#### Exercise description
Tally the lines of the records below that contain the string "water", matching case exactly, and give only the number.
** START **
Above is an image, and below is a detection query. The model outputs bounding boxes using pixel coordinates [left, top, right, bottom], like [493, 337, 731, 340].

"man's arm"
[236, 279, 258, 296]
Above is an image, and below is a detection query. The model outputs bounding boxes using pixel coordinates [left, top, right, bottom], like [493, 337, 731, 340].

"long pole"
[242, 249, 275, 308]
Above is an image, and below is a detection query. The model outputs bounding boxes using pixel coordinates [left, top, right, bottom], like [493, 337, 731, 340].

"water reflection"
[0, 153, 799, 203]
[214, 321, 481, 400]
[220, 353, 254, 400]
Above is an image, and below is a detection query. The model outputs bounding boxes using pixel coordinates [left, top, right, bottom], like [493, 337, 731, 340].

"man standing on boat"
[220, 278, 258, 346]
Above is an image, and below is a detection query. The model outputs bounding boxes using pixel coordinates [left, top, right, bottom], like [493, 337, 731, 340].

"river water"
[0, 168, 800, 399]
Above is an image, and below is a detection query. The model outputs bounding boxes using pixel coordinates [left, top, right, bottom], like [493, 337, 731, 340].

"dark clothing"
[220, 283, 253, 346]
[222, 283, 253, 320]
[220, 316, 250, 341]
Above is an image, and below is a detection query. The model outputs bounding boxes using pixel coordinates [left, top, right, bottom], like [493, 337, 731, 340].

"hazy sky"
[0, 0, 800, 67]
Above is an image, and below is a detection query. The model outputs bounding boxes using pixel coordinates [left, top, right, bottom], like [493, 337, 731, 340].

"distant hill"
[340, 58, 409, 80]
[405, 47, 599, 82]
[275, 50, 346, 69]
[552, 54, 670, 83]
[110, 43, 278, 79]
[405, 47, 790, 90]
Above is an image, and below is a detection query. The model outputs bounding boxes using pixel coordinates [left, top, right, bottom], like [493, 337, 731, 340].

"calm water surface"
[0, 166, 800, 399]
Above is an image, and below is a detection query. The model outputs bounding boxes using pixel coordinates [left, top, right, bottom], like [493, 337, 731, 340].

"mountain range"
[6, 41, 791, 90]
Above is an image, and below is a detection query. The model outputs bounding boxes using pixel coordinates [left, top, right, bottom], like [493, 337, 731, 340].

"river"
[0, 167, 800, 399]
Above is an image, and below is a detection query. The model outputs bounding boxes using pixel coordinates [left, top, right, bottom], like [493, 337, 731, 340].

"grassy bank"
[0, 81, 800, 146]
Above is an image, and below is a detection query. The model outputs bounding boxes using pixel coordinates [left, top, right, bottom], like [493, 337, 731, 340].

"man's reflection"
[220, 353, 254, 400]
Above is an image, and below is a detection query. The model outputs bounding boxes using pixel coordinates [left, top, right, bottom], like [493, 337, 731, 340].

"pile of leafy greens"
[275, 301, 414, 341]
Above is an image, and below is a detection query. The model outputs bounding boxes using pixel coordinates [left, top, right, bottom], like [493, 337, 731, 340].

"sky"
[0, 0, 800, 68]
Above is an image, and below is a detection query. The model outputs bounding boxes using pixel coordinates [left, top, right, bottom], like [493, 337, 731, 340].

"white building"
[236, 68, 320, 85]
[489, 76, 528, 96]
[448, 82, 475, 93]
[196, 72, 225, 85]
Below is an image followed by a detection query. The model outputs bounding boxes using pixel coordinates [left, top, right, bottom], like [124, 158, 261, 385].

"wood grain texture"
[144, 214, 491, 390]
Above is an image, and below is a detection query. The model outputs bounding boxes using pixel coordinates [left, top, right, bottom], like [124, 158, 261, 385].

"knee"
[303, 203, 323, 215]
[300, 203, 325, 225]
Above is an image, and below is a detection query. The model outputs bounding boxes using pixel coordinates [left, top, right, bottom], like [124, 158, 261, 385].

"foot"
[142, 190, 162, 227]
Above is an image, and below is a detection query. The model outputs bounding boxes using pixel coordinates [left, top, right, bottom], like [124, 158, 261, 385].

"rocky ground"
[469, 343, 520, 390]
** END **
#### The completed task
3